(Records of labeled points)
** BEGIN **

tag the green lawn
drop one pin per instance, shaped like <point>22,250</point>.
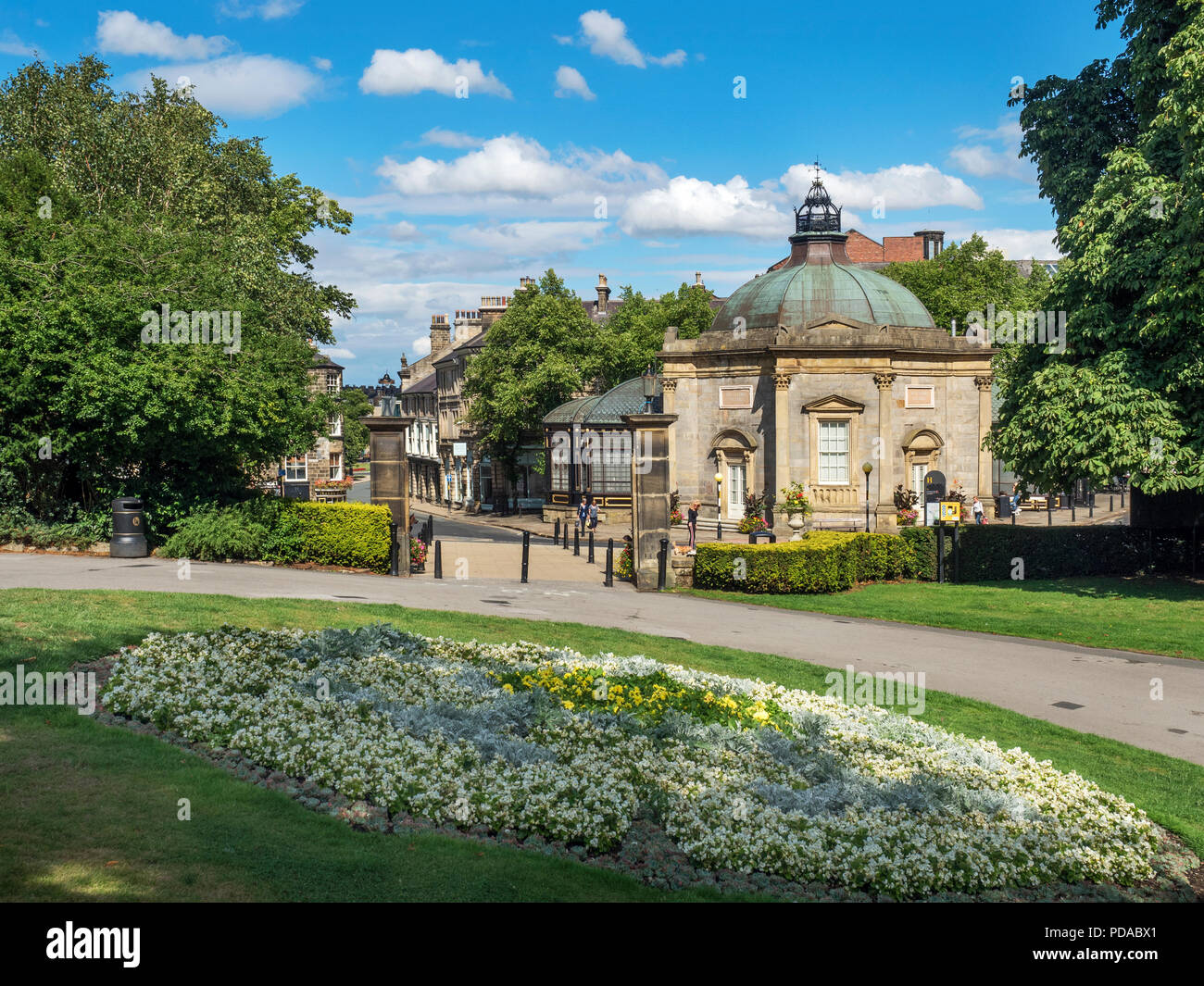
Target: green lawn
<point>89,812</point>
<point>1147,614</point>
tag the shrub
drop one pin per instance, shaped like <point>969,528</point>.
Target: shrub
<point>287,531</point>
<point>825,561</point>
<point>988,552</point>
<point>356,535</point>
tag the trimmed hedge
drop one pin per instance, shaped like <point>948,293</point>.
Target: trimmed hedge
<point>825,561</point>
<point>285,531</point>
<point>990,552</point>
<point>356,535</point>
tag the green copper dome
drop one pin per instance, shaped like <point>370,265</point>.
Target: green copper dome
<point>820,280</point>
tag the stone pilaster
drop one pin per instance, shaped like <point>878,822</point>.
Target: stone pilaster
<point>389,483</point>
<point>669,399</point>
<point>649,493</point>
<point>782,445</point>
<point>984,485</point>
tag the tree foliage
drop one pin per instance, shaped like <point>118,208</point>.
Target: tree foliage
<point>546,348</point>
<point>1127,396</point>
<point>967,277</point>
<point>112,205</point>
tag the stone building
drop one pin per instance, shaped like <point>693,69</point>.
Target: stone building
<point>814,368</point>
<point>306,477</point>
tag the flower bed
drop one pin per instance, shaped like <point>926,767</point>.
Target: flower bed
<point>741,776</point>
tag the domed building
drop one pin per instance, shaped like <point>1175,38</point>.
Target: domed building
<point>811,371</point>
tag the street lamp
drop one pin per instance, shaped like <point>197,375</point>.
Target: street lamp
<point>867,468</point>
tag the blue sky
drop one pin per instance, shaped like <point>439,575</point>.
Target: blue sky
<point>597,139</point>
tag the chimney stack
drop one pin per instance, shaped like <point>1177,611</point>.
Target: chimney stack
<point>441,333</point>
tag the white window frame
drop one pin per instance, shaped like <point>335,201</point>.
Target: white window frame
<point>834,462</point>
<point>290,466</point>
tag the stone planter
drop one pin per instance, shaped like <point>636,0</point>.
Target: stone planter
<point>797,524</point>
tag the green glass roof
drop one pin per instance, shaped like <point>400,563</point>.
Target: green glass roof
<point>605,409</point>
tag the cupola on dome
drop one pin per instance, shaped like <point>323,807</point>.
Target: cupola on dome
<point>819,280</point>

** END **

* [Your instructions] Write out the stretch of rows from the one containing "tag the stone pilaster" through the one containing "<point>306,477</point>" as a numbered list, leaving out blank lines and including nothing else.

* [Reply to the exercise]
1. tag the stone pilaster
2. drop one pin per instance, shaped like <point>878,822</point>.
3. Target: stone pilaster
4. <point>389,483</point>
5. <point>669,399</point>
6. <point>649,493</point>
7. <point>782,445</point>
8. <point>984,485</point>
9. tag the tree foliage
10. drop one pin per instance, shaped like <point>118,208</point>.
11. Target: tree foliage
12. <point>546,348</point>
13. <point>1127,396</point>
14. <point>967,277</point>
15. <point>112,205</point>
16. tag the stone building
17. drop one pin per instance, shaped like <point>693,69</point>.
18. Target: stone building
19. <point>814,368</point>
20. <point>306,477</point>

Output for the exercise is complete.